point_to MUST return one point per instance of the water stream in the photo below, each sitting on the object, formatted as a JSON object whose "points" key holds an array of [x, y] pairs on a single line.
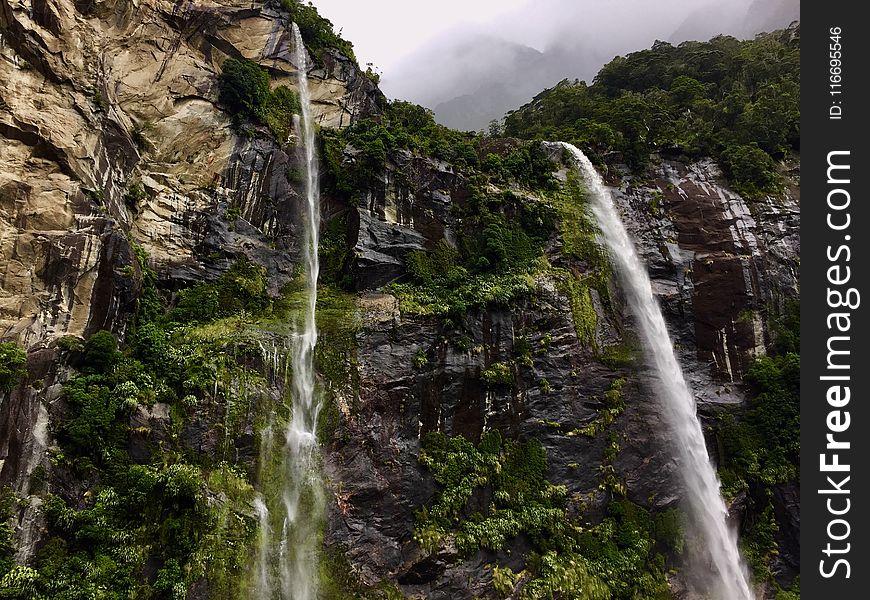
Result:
{"points": [[728, 578], [287, 566]]}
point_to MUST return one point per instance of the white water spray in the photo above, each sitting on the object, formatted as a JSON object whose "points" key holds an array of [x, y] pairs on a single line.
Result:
{"points": [[289, 570], [728, 575]]}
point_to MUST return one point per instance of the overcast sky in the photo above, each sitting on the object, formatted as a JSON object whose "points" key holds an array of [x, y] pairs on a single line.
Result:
{"points": [[384, 31], [495, 55]]}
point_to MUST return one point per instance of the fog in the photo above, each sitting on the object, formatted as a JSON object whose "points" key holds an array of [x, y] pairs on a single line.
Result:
{"points": [[473, 60]]}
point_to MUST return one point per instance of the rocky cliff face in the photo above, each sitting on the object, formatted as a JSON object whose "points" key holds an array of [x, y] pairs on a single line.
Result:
{"points": [[113, 139], [720, 266]]}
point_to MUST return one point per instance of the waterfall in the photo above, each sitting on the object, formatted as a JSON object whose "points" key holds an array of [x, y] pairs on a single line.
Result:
{"points": [[303, 497], [728, 575], [289, 570]]}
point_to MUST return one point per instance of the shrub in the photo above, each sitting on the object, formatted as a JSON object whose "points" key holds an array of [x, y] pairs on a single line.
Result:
{"points": [[496, 375], [245, 90], [751, 170], [12, 361], [100, 353]]}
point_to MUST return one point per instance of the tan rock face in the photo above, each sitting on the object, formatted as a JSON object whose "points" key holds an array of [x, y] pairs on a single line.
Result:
{"points": [[98, 98], [110, 132]]}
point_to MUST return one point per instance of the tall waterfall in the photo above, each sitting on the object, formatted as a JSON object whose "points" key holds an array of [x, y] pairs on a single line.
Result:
{"points": [[288, 567], [728, 578]]}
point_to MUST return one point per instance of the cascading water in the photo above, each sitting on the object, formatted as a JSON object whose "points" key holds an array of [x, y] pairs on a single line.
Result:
{"points": [[289, 570], [729, 577]]}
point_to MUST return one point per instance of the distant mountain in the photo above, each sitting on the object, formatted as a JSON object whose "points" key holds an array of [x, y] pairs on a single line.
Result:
{"points": [[759, 16], [470, 78]]}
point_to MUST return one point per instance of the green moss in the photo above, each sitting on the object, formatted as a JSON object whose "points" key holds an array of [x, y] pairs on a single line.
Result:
{"points": [[12, 361], [497, 374], [582, 309], [613, 406], [317, 32], [245, 91], [620, 558], [619, 356], [580, 232]]}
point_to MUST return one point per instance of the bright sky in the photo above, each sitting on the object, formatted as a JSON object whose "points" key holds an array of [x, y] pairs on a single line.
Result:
{"points": [[383, 31]]}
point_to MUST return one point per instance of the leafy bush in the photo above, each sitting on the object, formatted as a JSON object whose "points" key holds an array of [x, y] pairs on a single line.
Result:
{"points": [[752, 171], [620, 558], [317, 32], [246, 91], [241, 288], [12, 361], [496, 375], [100, 353]]}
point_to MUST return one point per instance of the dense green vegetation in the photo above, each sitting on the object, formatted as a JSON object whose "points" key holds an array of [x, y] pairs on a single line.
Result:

What to produce. Which lines of the data contain the string "face"? Copy each of them.

Exercise response.
point_to MUST return one point per instance of the rocky cliff face in the photo above, each sitting on the object, formatted as a JSON object whose "points" key holds an array of [x, y] pairs on a single line.
point_to MUST return one point per instance of the tan rock face in the photo above, each sitting on the object, formatted as a JSON object whose "points" key holds an array of [x, y] pairs on a single line.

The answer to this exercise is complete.